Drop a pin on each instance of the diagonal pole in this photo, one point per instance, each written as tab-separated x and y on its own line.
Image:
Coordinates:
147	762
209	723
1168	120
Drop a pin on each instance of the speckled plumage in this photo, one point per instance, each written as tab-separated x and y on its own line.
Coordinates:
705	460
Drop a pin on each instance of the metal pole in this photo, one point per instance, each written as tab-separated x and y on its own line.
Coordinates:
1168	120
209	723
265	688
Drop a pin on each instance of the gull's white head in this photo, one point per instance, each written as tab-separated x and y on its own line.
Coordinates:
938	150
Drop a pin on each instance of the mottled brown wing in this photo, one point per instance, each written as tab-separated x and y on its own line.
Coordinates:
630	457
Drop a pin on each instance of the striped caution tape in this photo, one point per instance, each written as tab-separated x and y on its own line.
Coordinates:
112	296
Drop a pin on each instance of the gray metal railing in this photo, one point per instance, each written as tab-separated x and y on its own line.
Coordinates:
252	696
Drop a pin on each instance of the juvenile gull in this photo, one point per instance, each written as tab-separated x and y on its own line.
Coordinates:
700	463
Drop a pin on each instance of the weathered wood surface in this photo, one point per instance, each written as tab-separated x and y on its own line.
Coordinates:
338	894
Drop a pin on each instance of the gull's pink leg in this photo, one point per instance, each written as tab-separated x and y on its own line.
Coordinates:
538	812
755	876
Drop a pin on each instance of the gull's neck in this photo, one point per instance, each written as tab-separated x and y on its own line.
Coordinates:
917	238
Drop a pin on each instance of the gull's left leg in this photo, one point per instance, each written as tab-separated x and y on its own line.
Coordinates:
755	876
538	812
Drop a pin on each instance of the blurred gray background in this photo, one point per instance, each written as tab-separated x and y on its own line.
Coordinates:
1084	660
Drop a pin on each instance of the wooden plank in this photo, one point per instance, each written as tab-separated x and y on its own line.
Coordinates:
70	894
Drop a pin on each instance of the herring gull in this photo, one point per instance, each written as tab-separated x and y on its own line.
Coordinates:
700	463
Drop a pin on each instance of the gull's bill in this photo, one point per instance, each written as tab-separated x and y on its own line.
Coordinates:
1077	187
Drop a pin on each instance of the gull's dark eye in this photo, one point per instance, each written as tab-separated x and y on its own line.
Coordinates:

• • • • •

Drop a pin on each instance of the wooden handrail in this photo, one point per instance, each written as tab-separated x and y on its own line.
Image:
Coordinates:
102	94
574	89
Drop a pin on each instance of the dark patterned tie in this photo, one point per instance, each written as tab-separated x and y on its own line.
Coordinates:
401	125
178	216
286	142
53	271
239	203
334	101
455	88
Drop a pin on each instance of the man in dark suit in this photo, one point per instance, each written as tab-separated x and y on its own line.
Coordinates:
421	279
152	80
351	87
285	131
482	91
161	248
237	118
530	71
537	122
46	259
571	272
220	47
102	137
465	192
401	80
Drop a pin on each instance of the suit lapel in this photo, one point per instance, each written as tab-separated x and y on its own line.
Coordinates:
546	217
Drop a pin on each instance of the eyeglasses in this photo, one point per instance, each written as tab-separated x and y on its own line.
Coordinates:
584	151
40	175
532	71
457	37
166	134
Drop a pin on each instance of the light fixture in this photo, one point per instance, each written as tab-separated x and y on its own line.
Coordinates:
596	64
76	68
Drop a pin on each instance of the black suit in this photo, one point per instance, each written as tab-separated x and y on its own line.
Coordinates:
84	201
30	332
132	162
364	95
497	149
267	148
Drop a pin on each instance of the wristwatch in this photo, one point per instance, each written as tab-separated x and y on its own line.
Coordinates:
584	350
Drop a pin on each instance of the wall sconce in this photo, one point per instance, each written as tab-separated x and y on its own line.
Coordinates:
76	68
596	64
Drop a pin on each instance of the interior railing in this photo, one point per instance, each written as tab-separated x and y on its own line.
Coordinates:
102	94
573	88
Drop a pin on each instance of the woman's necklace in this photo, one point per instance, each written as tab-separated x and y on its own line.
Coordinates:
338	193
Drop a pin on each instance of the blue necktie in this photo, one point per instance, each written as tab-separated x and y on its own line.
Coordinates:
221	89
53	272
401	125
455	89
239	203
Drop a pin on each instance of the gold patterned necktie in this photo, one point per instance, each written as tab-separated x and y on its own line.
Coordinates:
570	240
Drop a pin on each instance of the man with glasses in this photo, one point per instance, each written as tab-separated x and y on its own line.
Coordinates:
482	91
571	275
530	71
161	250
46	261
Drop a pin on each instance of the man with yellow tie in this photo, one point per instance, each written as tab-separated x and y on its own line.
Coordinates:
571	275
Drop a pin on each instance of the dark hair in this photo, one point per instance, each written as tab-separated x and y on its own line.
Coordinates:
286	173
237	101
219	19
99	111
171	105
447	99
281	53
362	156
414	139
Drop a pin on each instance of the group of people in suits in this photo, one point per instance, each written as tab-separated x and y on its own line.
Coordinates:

• • • • •

_TASK DIRECTIONS_
Find every line in the rows above that contains the string "gray" and copy each one out. Match case exactly.

_EXERCISE ANSWER_
Drop a pin on each instance of the gray metal railing in this photo, one point per instance, each written as tab-separated x and y on its own line.
Drop a pin on each instance of the blurred gray background in this photo, one point per instance, each written as tab-separated x and y on its own line.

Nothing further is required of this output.